YOUR INSTRUCTIONS | Print all entries precisely as they are written.

MATERIAL TO PROCESS |
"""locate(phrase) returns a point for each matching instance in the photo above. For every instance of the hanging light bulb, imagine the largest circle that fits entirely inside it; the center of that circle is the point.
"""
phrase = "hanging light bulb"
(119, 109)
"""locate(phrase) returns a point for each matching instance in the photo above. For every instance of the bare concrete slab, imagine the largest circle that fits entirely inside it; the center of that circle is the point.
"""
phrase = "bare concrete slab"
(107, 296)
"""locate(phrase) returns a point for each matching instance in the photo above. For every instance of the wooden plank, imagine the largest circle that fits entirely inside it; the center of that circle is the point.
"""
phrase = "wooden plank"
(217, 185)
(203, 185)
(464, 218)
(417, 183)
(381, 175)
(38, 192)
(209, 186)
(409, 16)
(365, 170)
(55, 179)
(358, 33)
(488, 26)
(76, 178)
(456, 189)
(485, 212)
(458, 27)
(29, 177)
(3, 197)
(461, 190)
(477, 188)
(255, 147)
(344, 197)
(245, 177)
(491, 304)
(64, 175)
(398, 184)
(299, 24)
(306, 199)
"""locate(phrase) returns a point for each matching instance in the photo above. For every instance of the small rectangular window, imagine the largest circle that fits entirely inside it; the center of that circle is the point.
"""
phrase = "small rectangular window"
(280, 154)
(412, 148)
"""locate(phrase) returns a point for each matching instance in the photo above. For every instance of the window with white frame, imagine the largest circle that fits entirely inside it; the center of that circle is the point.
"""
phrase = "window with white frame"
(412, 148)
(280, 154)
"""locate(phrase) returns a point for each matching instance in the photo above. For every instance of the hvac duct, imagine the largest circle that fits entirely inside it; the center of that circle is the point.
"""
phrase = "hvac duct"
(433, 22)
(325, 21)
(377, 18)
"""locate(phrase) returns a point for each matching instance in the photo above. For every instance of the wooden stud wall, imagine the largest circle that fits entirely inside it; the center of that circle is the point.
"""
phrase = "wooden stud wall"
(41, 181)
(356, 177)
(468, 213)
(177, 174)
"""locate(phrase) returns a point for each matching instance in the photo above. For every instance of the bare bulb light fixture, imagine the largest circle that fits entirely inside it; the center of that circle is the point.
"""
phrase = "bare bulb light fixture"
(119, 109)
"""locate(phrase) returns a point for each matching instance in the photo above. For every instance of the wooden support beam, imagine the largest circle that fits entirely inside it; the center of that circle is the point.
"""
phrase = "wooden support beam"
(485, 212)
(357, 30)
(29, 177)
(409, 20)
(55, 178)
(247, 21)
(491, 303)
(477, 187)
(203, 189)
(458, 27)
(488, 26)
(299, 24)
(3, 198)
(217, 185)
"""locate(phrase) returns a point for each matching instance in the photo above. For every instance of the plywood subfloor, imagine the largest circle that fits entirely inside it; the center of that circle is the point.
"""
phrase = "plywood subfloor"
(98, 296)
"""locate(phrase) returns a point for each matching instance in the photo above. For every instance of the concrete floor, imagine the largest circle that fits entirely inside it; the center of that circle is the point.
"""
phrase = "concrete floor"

REPLY |
"""locate(phrase) returns a point for each matching instance in the photo above. For every instance of the hanging light bulb, imagine the largest circle that fits entirely inside it; the center of that circle is the point.
"""
phrase = "hanging light bulb"
(119, 109)
"""locate(phrase) returns a point for each matching instance in the photo above. For every instance of the bare concrete slab, imagine the largest circle that fits entirely inside it; the center of that circle is the point.
"""
phrase = "bare concrete slab"
(107, 296)
"""locate(phrase) returns a point for each matching instance in the photo above. For every instance of the wooden plank, imagine the largest circle that fits entirely inside it; the center of that circle is the point.
"""
phrase = "wooden plank"
(217, 185)
(203, 185)
(464, 218)
(417, 183)
(381, 175)
(38, 192)
(209, 186)
(409, 16)
(365, 170)
(55, 179)
(358, 33)
(488, 26)
(76, 178)
(456, 189)
(485, 212)
(458, 27)
(29, 177)
(3, 197)
(461, 190)
(477, 188)
(255, 147)
(344, 197)
(245, 177)
(491, 304)
(64, 175)
(398, 184)
(299, 24)
(306, 199)
"""locate(phrase) returns a point for each matching instance in the photo above. For every instance of the small rectangular window, imagine the largest circle that fits entirely inside it; the center of that circle is the point.
"""
phrase = "small rectangular window"
(280, 154)
(412, 148)
"""locate(phrase) returns a point for each matching instance in the photo above. For every instance of the window with white frame, imagine the largest circle that fits entirely inside it; the center of that circle is the point.
"""
phrase = "window with white frame"
(412, 148)
(280, 154)
"""locate(phrase) returns a point for each matching instance in the photo above. For every instance of the hvac duct, imagine the largest circle that fits entirely inside it; the center of that circle is the point.
"""
phrase = "hvac duct"
(433, 22)
(325, 21)
(377, 18)
"""locate(phrase) returns a point for each matching instance in the photo above. For every instance of the wooden stud wall, imagine the largest circle that fits entirely inside it; the center of that circle is the point.
"""
phrase = "wooden stud wall"
(41, 181)
(356, 177)
(468, 213)
(177, 174)
"""locate(phrase) returns a point for each matching instance in the photo above. For every instance of the bare bulb light fixture, imagine the largest circle that fits entirely inside it; the center of that circle is the point.
"""
phrase = "bare bulb light fixture"
(119, 109)
"""locate(phrase) returns a point for each matching instance in the photo above. For every instance of the wooden support beam, imagine the largest circle that fits entirely inside it; the center of that circle is the point.
"""
phrase = "wooden support beam"
(485, 212)
(357, 30)
(29, 177)
(409, 20)
(55, 178)
(247, 21)
(491, 303)
(477, 187)
(203, 189)
(458, 27)
(488, 26)
(299, 24)
(3, 198)
(217, 185)
"""locate(phrase) returns a point for each matching instance in the photo above. For every instance of the plywood subfloor, imagine the largest circle that fits entirely inside it; the center of that circle is the point.
"""
phrase = "plywood subfloor"
(98, 296)
"""locate(phrase) returns a point for each matching instance in the photo above. For every instance of the concrete floor, imagine the largest circle that fits entirely inside it; the center of that circle is the point.
"""
phrase = "concrete floor"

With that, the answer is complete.